Recopiez à l'identique, dans le texte sur Sand Dollars, le passage qui va de « Toujours là où » jusqu'à « dominicaine la suive. » inclus.

Extrait choisi
-*-
Lorsque que j’avais 9-10 ans, que
ma cinéphilie était encore balbutiante, je regardais les films de Charlie
Chaplin, Autant en emporte
le Vent et Le Docteur Jivago.
Quand on me demandait ce que je voulais faire plus grande, je répondais :
Géraldine Chaplin ou Scarlett O’Hara. Si j’ai compris assez rapidement que
Scarlett était une peste – mais bon, elle faisait quand même chavirer Clark
Gable – je n'ai compris que quelques années plus tard pourquoi j’étais tellement
fascinée par Géraldine Chaplin. Premièrement, elle est la fille de Charlie
Chaplin. Comme beaucoup d’enfants dont un des parents aime le cinéma, j’ai
grandi avec les films de Chaplin. Très jeune, mon papa nous a montré Le Dictateur, Le Kid ou encore
Limelight. Je me
rappelle avoir posé de nombreuses questions. Chaplin a donc indirectement participé
à mon éducation. Deuxièmement, j’ai compris en m’intéressant à la filmographie
de Géraldine Chaplin, qu’elle était une femme audacieuse, imprévisible.
Toujours là où on ne l’attend pas.
Ce matin, elle est venue
accompagner la projection de Sand Dollars, un
film de la République Dominicaine, merveilleusement réalisé par Laura Amelia
Guzman et Israel Cardenas.
Noeli est une très jeune femme
dominicaine qui vend ses charmes à des touristes. Elle n’est vraiment une prostituée,
mais elle profite des touristes, à qui elle joue la comédie de l’amour, pour
leur soutirer de l’argent. Les choses se compliquent un peu lorsqu’elle fait la
connaissance d’Anne. Ce qui change fondamentalement, c’est qu’Anne tombe
éperdument amoureuse de Noeli.
Anne a un rêve : ramener
Noeli en France. Elle lui procure un passeport et suffisamment d’argent pour
que la jeune dominicaine la suive.
Sans poser aucun jugement sur la
situation, les deux réalisateurs offre une vision très humaine de ce que peut
être le tourisme sexuel. Sauf que là, l’amour fait son apparition. On n’est
plus uniquement dans une situation de « blanc dominant ». Noeli, bien
que profitant des largesses d’Anne, se sent bien et en sécurité avec elle. Si
le pouvoir d’Anne est la richesse, celui de Noeli est la jeunesse. Un pouvoir
dont elle abuse aussi, mais jamais à l’encontre d’Anne. Profondément pudique et
nuancé, Sand Dollars
est bouleversant. Mettant en lumière plusieurs sujets tabous – tourisme sexuel,
amours saphiques, différences sociales – ce film aborde ces thèmes de façon
délicate. Tandis qu’Anne attend une démonstration d’amour sincère de la part de
Noeli, cette dernière attend la même chose, de Yeremi, son compagnon qu’elle
fait passer pour son frère. Toutes deux attendront en vain.
Un vrai coup de cœur. Géraldine
Chaplin sera à nouveau présente ce vendredi pour accompagner le film qui sera
projeté à 12 :15 à Cap Ciné. Ne ratez pas une occasion unique de croiser
cette femme merveilleuse que j’ai eu la chance de serrer fort dans mes bras. Un
grand moment d’émotion dont je me souviendrai longtemps.
-*-
Entrées d'un jeu de données d'annotation:
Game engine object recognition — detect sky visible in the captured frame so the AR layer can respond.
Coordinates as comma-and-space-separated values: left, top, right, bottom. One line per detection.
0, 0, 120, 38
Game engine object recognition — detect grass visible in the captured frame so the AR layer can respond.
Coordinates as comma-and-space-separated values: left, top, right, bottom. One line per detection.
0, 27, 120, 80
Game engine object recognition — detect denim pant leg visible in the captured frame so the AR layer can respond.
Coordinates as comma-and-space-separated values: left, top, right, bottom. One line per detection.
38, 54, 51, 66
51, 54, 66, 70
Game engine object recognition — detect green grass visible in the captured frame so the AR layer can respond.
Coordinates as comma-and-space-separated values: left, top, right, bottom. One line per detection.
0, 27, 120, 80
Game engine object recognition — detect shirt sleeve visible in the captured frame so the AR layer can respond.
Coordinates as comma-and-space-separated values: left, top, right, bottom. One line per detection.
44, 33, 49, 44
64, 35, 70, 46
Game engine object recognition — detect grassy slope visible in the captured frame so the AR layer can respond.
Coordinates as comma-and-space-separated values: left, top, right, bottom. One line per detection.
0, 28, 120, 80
-*-
Réponse attendue
Toujours là où on ne l’attend pas.
Ce matin, elle est venue
accompagner la projection de Sand Dollars, un
film de la République Dominicaine, merveilleusement réalisé par Laura Amelia
Guzman et Israel Cardenas.
Noeli est une très jeune femme
dominicaine qui vend ses charmes à des touristes. Elle n’est vraiment une prostituée,
mais elle profite des touristes, à qui elle joue la comédie de l’amour, pour
leur soutirer de l’argent. Les choses se compliquent un peu lorsqu’elle fait la
connaissance d’Anne. Ce qui change fondamentalement, c’est qu’Anne tombe
éperdument amoureuse de Noeli.
Anne a un rêve : ramener
Noeli en France. Elle lui procure un passeport et suffisamment d’argent pour
que la jeune dominicaine la suive.